__What the task requires__
Copy exactly, and only, the lines from the line containing "Could you please point to the blue-grey" through the last line of the records below, both included.

(Raw records)

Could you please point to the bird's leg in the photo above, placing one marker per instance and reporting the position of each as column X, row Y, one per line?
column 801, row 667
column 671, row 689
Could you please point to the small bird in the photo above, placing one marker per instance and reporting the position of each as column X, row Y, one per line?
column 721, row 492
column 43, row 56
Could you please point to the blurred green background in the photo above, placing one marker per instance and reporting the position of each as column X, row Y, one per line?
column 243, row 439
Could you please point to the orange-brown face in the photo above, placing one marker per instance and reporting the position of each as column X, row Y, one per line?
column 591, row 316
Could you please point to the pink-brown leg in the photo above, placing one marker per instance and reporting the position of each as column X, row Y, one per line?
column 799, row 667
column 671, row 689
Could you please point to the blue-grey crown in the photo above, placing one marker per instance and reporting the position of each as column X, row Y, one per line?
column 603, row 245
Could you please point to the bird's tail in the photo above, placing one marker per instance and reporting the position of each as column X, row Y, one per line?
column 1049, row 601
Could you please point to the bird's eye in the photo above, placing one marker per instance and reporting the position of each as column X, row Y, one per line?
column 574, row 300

__Exercise solution__
Could you please point to the blue-grey crown in the photo above, placing one marker per instance and reporting the position of each as column X, row Y, one per line?
column 603, row 245
Could you please point to the bird's tail in the photo above, placing one marker per instance and reporting the position of each as column X, row Y, one per line?
column 1049, row 601
Could you please point to the bird's eye in the photo above, placing one marker per instance and reporting the position of each as column X, row Y, one per line?
column 574, row 300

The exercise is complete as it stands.